[START OF INFORMATION SUPPLIED]

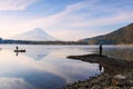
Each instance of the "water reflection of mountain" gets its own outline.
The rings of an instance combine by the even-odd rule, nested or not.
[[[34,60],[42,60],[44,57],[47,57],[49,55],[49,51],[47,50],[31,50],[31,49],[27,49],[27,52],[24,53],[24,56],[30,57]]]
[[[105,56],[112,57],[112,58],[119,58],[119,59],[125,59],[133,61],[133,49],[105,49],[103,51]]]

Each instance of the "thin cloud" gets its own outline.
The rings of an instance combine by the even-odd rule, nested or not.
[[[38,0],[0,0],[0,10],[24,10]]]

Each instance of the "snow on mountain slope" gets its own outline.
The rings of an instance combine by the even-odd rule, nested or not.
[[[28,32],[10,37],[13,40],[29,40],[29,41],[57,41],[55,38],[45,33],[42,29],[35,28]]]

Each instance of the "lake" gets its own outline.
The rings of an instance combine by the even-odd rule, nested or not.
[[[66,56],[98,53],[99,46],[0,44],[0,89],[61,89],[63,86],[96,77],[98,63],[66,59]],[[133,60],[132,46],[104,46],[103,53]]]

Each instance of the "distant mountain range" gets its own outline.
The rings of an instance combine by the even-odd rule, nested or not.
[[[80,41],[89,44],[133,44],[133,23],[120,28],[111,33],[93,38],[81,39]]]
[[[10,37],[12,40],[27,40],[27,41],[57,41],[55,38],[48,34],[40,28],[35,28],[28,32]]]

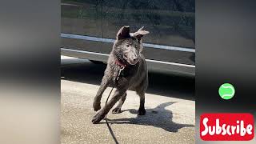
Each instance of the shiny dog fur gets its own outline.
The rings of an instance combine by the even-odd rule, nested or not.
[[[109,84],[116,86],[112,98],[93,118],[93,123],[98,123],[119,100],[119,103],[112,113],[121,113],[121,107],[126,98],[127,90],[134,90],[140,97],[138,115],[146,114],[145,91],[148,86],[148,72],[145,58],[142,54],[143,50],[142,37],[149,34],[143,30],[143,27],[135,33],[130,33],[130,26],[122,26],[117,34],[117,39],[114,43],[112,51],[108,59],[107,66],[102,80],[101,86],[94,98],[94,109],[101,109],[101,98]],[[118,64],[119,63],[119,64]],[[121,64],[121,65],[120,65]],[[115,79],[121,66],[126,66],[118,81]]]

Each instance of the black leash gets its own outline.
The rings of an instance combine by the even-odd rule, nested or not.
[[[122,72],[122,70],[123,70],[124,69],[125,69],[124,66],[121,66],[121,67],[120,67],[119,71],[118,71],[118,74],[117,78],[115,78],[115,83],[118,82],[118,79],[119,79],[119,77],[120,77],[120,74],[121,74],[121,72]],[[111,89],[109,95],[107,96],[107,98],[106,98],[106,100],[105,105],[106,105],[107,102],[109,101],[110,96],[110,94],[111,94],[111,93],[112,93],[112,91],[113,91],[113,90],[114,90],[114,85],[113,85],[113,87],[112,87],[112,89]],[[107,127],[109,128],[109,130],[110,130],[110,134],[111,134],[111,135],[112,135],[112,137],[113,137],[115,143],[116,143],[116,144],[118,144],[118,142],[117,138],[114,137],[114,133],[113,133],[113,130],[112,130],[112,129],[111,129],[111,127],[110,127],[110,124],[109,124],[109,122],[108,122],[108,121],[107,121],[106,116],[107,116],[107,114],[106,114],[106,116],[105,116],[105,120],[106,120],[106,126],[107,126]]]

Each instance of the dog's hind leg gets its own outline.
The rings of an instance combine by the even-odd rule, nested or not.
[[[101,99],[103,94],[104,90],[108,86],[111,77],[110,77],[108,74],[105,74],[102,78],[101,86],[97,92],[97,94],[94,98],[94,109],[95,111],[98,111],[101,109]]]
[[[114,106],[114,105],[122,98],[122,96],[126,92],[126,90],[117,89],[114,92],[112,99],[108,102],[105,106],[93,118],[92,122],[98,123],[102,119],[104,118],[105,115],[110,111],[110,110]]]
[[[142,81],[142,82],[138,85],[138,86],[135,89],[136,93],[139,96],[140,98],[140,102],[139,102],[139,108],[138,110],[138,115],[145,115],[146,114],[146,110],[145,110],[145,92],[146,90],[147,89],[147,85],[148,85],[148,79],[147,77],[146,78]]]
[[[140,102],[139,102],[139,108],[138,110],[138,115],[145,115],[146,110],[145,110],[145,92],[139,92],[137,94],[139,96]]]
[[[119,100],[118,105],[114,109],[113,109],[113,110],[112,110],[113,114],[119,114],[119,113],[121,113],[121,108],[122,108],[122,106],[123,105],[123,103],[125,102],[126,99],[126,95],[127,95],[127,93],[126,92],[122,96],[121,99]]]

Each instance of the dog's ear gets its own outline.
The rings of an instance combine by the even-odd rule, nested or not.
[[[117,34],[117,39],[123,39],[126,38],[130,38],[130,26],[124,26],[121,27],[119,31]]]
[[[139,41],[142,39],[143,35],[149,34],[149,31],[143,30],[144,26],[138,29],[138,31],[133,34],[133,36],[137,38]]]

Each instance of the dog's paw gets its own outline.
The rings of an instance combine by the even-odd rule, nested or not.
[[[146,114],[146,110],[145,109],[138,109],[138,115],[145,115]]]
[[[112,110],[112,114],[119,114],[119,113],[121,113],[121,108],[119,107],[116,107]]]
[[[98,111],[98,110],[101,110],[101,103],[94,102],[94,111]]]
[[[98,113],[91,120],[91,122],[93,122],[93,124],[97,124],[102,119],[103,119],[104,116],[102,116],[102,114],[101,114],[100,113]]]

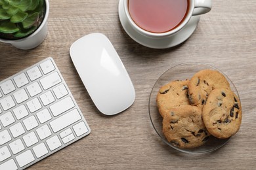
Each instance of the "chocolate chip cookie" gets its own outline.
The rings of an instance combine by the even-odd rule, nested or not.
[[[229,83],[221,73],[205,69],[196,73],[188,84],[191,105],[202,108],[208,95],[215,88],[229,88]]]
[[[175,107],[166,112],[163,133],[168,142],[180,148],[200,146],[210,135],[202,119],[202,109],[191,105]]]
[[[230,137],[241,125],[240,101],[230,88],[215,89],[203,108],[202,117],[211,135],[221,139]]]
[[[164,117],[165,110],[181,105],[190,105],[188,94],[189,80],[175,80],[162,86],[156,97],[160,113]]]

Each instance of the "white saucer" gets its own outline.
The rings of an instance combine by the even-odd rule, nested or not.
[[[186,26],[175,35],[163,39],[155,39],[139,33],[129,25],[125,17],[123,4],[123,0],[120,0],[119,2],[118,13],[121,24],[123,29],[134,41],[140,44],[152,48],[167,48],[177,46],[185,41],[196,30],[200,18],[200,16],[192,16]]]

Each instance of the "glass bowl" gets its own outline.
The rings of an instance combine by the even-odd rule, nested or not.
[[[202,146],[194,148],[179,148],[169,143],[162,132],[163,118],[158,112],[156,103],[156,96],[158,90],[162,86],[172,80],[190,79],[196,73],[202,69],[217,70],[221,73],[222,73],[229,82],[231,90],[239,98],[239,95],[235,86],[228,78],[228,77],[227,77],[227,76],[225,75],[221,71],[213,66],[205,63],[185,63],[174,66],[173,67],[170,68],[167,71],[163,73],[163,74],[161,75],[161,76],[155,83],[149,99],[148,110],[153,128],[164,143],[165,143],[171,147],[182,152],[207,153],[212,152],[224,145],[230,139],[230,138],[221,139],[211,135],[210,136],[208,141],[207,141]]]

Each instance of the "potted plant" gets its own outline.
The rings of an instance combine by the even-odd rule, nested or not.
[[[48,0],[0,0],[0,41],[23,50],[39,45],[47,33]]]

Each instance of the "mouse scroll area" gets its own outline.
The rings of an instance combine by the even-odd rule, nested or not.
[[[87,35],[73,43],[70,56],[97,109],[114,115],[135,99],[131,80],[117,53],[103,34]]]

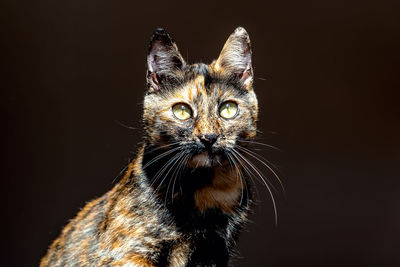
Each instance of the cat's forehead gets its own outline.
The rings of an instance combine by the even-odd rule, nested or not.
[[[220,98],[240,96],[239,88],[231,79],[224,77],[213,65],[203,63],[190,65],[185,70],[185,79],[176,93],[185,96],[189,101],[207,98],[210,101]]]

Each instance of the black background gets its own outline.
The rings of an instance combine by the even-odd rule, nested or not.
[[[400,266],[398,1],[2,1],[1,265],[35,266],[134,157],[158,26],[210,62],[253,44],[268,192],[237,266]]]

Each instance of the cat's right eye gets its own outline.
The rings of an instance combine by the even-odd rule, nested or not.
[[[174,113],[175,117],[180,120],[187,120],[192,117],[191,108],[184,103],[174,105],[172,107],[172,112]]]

[END OF INFORMATION SUPPLIED]

▶ YOUR OBJECTIVE:
Convert the records, from the line containing "Each instance of the cat's right" through the end of the records, into a numbered list with blank lines omitted.

▶ RESULT OF THE TASK:
1. Each instance of the cat's right eye gets its own outline.
2. The rings of an instance combine by the even-odd rule, nested or not.
3. [[[174,113],[175,117],[180,120],[187,120],[192,117],[191,108],[184,103],[174,105],[172,107],[172,112]]]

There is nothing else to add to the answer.